__WHAT TO DO__:
How many lines in the records contain the string "below"? Case counts, and the reply should be only the number.

__SUPPLIED RECORDS__:
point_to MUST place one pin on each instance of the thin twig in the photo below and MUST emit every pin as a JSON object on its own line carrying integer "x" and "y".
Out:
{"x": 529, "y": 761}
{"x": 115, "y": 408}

...

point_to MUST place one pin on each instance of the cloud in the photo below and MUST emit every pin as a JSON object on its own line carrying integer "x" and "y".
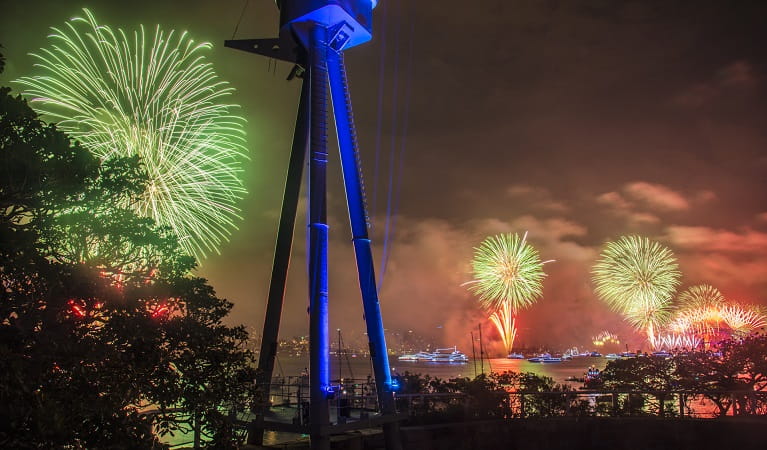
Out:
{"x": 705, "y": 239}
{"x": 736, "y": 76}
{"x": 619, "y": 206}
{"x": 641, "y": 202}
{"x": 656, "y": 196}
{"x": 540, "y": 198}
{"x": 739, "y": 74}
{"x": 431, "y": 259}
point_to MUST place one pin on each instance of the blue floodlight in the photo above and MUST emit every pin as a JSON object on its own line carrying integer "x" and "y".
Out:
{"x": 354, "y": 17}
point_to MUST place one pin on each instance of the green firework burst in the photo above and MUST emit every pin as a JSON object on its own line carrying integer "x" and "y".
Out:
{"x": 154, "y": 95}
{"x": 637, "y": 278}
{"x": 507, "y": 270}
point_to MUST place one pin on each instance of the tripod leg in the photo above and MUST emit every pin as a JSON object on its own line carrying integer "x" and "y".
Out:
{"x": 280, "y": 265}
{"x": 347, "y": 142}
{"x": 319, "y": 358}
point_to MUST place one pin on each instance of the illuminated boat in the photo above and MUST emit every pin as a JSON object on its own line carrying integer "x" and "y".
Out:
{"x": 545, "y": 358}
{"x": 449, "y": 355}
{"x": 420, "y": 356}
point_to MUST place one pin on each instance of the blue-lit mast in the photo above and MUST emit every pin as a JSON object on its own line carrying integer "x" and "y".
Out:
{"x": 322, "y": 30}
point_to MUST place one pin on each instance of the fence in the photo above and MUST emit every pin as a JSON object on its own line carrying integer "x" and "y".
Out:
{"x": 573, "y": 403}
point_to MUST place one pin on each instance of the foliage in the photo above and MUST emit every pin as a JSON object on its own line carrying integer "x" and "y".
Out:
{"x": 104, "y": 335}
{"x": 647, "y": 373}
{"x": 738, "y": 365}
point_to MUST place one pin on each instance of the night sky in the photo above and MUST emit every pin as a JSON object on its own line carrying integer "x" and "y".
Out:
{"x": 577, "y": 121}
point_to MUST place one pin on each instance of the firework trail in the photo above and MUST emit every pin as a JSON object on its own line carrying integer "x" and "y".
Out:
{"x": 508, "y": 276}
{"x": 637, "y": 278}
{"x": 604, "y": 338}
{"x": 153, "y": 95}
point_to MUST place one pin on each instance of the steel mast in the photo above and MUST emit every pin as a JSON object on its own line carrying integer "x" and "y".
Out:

__THE ANSWER__:
2